* [Task prompt]: For each line below with the word "sunglasses", write out a copy.

* [Data records]:
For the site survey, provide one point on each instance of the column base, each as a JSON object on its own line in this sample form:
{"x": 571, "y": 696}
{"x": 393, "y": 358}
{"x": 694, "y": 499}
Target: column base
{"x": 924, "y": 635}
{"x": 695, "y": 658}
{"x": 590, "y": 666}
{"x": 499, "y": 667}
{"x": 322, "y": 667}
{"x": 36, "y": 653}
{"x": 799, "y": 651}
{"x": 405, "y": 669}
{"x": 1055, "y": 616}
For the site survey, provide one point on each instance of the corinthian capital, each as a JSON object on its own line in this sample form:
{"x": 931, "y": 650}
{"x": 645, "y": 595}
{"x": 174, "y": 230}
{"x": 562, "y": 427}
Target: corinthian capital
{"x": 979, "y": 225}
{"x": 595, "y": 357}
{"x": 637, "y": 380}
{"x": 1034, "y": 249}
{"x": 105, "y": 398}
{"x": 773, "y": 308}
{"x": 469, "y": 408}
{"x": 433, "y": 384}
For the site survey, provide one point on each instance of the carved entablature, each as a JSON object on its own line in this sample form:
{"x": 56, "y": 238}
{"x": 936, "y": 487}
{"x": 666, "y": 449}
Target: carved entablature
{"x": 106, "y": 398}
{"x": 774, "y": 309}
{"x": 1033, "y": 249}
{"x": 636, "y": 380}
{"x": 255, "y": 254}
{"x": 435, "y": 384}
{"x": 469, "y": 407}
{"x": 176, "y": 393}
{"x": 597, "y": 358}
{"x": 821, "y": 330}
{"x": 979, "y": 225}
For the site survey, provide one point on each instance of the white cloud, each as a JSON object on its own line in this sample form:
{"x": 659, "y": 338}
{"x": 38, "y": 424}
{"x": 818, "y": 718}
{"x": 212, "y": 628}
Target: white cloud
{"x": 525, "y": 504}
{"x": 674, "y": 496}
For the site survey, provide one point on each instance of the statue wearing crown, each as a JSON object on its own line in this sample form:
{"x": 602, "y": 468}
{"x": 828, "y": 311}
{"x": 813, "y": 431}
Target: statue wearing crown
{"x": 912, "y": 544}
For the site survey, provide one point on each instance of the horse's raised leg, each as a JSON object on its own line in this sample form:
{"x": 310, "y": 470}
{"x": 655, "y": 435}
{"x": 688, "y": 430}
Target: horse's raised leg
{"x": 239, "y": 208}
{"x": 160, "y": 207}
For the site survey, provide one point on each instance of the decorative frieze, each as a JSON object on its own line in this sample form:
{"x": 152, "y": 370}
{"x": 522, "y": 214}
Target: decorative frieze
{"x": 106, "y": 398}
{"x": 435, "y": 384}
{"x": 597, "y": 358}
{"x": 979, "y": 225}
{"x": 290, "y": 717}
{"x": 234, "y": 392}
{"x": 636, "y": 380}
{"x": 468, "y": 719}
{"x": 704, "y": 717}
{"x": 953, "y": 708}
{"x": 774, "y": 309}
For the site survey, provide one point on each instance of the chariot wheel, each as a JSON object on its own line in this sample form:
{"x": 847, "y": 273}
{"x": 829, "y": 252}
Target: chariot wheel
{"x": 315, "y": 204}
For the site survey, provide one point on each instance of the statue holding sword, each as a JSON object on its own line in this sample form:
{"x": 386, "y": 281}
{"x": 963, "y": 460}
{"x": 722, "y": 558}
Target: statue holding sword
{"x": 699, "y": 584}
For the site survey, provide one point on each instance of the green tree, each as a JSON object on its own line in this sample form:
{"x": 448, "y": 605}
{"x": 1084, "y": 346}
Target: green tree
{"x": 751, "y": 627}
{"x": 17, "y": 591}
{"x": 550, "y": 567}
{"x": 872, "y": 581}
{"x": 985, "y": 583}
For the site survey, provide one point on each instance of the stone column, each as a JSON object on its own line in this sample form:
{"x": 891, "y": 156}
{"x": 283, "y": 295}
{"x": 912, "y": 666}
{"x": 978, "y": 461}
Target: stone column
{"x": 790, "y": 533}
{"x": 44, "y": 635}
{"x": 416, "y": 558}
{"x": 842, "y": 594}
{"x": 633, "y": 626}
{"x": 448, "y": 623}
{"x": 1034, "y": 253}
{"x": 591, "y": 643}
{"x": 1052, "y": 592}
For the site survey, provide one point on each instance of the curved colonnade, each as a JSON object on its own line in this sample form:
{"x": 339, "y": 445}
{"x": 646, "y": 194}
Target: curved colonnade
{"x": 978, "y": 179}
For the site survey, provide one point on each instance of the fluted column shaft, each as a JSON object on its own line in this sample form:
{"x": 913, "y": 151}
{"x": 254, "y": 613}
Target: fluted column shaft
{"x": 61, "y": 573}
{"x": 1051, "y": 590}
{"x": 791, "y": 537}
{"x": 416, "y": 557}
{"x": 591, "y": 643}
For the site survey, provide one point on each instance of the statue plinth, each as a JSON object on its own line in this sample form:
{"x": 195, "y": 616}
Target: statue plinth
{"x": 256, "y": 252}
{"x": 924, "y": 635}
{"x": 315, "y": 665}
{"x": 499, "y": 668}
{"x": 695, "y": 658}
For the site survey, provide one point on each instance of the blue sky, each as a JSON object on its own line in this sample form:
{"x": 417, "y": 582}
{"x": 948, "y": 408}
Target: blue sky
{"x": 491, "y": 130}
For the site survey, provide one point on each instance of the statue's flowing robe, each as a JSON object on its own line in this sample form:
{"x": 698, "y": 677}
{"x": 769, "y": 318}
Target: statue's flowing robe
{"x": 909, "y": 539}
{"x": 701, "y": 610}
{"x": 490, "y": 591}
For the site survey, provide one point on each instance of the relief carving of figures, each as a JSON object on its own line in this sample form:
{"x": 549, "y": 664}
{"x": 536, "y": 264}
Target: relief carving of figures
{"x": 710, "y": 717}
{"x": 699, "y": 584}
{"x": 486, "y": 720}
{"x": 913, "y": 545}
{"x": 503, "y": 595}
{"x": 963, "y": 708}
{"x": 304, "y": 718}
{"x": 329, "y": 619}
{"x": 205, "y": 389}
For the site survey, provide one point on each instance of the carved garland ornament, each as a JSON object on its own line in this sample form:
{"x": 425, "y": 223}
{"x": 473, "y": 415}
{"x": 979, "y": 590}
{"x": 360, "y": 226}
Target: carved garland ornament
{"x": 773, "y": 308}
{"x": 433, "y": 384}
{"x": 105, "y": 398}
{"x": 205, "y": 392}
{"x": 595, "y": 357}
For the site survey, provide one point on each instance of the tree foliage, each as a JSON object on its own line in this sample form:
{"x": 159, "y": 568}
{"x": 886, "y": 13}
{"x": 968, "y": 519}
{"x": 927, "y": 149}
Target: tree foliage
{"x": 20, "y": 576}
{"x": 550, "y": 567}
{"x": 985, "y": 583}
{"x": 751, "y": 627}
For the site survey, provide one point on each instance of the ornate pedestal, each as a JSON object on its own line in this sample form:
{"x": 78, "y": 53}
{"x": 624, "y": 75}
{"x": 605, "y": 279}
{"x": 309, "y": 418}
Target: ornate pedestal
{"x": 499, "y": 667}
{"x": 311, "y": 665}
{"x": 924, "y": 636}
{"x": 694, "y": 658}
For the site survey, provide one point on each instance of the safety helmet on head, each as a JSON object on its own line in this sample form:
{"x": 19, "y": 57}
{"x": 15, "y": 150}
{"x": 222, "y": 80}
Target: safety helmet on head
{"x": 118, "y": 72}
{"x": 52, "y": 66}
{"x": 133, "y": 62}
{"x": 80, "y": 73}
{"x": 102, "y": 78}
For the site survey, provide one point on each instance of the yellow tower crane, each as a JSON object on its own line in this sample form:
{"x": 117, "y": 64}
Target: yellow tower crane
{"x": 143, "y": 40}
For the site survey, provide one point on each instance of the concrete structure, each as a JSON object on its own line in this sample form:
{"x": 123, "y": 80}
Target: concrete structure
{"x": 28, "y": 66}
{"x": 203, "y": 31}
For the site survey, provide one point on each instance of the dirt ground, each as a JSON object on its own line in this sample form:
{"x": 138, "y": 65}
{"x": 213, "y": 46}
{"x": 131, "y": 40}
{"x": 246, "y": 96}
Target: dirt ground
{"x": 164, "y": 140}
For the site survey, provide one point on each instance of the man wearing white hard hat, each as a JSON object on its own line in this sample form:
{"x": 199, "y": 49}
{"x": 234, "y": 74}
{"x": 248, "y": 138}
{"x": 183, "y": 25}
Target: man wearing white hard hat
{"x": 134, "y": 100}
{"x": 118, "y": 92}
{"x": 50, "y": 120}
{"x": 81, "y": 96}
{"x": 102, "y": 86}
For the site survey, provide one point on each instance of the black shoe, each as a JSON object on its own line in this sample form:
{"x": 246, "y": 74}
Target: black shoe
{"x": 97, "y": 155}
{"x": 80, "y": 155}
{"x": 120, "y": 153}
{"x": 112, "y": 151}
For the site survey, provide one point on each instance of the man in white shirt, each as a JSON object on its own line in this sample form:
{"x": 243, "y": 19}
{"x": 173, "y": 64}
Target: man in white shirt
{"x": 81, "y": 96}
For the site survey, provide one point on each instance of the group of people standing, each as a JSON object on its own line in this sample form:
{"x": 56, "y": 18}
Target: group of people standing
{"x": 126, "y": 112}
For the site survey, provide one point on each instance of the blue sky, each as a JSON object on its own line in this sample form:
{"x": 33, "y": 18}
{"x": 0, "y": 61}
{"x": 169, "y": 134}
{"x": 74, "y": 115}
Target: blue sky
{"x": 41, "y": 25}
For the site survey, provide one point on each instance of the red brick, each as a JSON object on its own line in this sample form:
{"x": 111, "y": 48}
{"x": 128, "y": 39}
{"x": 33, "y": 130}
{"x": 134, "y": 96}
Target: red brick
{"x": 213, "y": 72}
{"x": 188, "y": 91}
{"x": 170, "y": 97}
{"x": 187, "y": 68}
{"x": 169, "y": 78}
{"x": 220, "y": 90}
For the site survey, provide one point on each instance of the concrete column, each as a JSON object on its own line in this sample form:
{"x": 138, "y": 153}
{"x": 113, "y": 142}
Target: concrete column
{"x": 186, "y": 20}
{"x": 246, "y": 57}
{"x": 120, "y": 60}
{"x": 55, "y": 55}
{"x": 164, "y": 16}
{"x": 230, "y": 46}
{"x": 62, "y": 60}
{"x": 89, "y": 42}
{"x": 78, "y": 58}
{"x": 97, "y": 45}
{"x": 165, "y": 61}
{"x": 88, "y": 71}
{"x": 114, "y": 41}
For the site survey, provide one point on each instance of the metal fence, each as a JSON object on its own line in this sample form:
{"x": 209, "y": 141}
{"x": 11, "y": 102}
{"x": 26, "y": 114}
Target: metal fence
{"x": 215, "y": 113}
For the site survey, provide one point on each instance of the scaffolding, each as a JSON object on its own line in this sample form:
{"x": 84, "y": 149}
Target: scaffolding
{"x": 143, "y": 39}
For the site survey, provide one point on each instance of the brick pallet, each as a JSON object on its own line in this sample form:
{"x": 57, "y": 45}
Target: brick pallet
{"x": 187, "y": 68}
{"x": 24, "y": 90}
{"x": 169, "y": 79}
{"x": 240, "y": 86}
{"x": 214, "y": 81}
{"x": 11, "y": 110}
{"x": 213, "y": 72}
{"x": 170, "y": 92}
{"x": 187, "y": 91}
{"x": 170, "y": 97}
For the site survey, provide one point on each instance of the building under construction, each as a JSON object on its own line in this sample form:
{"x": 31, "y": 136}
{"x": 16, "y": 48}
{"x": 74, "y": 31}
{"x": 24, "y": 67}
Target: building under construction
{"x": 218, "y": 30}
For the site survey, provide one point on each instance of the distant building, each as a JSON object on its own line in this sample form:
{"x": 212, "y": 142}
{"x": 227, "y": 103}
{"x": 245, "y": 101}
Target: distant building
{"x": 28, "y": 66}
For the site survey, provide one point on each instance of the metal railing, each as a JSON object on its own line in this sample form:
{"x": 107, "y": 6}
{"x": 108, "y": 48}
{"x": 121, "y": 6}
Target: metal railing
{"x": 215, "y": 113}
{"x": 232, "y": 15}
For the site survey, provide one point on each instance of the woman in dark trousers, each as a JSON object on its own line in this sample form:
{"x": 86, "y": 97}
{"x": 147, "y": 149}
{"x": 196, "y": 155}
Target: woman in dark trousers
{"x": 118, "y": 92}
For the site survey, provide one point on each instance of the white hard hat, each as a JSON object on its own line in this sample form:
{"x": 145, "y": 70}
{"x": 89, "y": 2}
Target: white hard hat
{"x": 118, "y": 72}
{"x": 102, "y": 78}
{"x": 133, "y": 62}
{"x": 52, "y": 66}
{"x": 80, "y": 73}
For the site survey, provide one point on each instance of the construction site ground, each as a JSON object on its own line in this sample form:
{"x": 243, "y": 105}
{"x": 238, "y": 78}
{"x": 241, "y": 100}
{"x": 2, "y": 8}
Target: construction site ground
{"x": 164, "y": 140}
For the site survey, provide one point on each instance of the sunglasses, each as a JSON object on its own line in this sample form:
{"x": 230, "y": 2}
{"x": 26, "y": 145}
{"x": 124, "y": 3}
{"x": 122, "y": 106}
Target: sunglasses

* [Completed task]:
For the site survey, provide one point on each instance of the sunglasses, each as a JSON object on its own line in this sample form:
Target: sunglasses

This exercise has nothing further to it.